Document extract:
Perhaps the line between the two languages—the public and the private—is, and should be, fluid; it is never so for me. I often forget, when I write, that English is also used by others. English is my private language. Every word has to be pondered over before it becomes my word. I have no doubt—can this be an illusion?—that the conversation I have with myself, however linguistically flawed, is the conversation that I have always wanted, in the exact way I want it to be.
In my relationship with English, in this relationship with its intrinsic distance that makes people look askance, I feel invisible but not estranged. It is the position I believe I always want in life. But with every pursuit there is the danger of crossing a line, from invisibility to erasure.
There was a time I could write well in Chinese. In school my essays were used as models; in the army, our squad leader gave me the choice between drafting a speech for her and cleaning the toilets or the pigsties—I always chose to write. Once in high school, several classmates and I entered an oratory contest. The winner would represent the class in a patriotic event. When I went onstage, for some mischievous reason, I saw to it that many of the listeners were moved to tears by the poetic and insincere lies I had made up; I moved myself to tears, too. That I could become a successful propaganda writer crossed my mind. I was disturbed. A young person wants to be true to herself and to the world. But what did not occur to me then was to ask: Can one’s intelligence rely entirely on the public language; can one form a precise thought, recall an accurate memory, or even feel a genuine feeling, with only the public language?

Data excerpts:
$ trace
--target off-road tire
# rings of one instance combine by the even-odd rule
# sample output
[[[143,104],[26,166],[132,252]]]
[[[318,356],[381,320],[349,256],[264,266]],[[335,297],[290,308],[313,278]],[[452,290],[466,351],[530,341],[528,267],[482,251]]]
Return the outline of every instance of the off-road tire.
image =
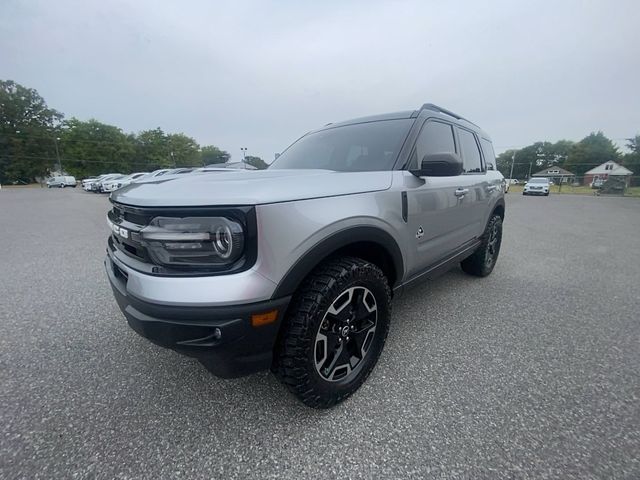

Work instruction: Repeat word for word the part of the passage about public and private language that starts at "Perhaps the line" and ends after "invisibility to erasure.".

Exercise response:
Perhaps the line between the two languages—the public and the private—is, and should be, fluid; it is never so for me. I often forget, when I write, that English is also used by others. English is my private language. Every word has to be pondered over before it becomes my word. I have no doubt—can this be an illusion?—that the conversation I have with myself, however linguistically flawed, is the conversation that I have always wanted, in the exact way I want it to be.
In my relationship with English, in this relationship with its intrinsic distance that makes people look askance, I feel invisible but not estranged. It is the position I believe I always want in life. But with every pursuit there is the danger of crossing a line, from invisibility to erasure.